= Work item =
Repeat the listing that comes next, leaving nothing out and changing nothing.

= The data =
Start of Block

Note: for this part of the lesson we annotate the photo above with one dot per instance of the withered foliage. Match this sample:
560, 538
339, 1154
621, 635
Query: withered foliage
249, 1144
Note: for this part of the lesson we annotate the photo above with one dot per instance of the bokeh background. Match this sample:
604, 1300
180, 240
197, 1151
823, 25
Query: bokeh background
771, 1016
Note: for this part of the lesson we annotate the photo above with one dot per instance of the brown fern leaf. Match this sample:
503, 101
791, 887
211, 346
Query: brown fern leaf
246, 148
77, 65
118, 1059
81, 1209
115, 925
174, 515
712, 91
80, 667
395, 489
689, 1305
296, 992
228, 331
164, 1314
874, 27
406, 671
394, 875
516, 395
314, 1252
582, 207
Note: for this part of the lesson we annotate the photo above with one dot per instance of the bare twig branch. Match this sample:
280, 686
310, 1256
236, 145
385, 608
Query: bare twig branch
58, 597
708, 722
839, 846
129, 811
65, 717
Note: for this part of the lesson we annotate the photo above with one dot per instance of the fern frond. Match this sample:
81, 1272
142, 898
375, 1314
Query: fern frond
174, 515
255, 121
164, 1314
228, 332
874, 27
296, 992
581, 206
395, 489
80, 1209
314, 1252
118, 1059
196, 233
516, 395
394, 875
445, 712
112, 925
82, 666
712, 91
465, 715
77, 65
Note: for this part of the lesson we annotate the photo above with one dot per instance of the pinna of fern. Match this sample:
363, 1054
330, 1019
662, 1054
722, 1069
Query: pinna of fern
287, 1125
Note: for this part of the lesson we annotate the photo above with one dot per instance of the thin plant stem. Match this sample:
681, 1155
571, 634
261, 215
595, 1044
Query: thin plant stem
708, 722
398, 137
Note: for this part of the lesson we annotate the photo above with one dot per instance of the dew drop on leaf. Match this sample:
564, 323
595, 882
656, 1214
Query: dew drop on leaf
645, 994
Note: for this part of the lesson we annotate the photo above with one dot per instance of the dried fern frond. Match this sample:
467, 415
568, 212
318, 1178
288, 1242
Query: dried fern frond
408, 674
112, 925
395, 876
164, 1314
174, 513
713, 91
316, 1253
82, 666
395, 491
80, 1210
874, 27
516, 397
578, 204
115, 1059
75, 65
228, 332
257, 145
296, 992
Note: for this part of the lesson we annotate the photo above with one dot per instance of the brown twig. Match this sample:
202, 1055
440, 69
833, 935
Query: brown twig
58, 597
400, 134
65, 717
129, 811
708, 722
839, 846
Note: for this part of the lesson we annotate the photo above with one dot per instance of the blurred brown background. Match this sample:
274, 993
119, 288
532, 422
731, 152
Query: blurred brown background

End of Block

= Solution =
Note: for this part of the lesson we annotate the photo above with one dot per instance of the withered foliage. Match this sample:
560, 538
339, 1154
621, 635
Query: withered foliage
249, 1144
Note: for this part of the lesson we annotate the photo above with one dot per instance of the bokeh background. Match this sample:
604, 1300
180, 240
197, 1151
823, 25
Query: bokeh background
771, 1016
Note: for this part of the lesson we annotate the photo above with one dot per instance of the brown fern leaf. Match this sample:
503, 101
791, 887
211, 346
Query: brown fern leaf
246, 148
77, 65
118, 1059
81, 1209
115, 925
174, 515
712, 91
80, 667
395, 489
689, 1305
296, 992
228, 331
164, 1314
874, 27
406, 671
394, 875
516, 395
314, 1252
582, 207
Note: for this part of the lesson we annotate the photo above with one dot per instance of the bare twig branch. Match this sample:
280, 686
310, 1256
236, 145
385, 608
Query: bare twig branch
58, 597
708, 722
839, 846
129, 811
65, 717
Note: for this part of the lesson we annotate the photo above with one dot per instance of the fern frond. Match this sample:
81, 1272
142, 898
375, 1314
Query: fern frond
174, 515
255, 121
164, 1314
228, 332
874, 27
296, 992
581, 206
395, 489
80, 1209
314, 1252
118, 1059
196, 233
516, 395
394, 875
445, 712
112, 925
82, 666
712, 91
465, 715
77, 65
Note: for this part of the lesson we annotate the photo above with one dot per instance of the pinna of fern. Match this sample:
363, 1054
330, 1019
662, 1054
722, 1069
Query: pinna of fern
287, 1125
Note: for this part of the lesson we annotate the photo above with one dot per instance of the thin plant stem. Match this sample:
681, 1155
571, 634
261, 215
595, 1044
Query: thin plant stem
708, 722
398, 137
Note: for this part of the lesson we annotate the photo above with one dot per instance of the dew drop on leaf. Match this sample:
564, 323
595, 882
656, 1214
Query: dew drop on leaf
645, 994
Note: for this part of the lesson we annotate the photo above with one dot per instance of the dried fern frond. Match this sample:
467, 415
568, 212
318, 1178
288, 1242
Query: dried fern frond
408, 674
112, 925
395, 876
164, 1314
174, 513
713, 91
316, 1253
82, 666
395, 491
80, 1210
874, 27
516, 397
578, 204
115, 1059
75, 65
228, 332
257, 145
296, 992
Note: for this part of the lesson we annotate the photo above with one dot per instance of the brown twig. Match this sample:
202, 1055
440, 69
833, 935
Query: brown twig
58, 597
400, 134
65, 717
129, 811
708, 722
839, 846
Note: for this part of the lesson we annotate the photo above with one dot per instance of the blurred brown background. Match this sample:
274, 993
119, 288
532, 422
731, 152
Query: blurred brown background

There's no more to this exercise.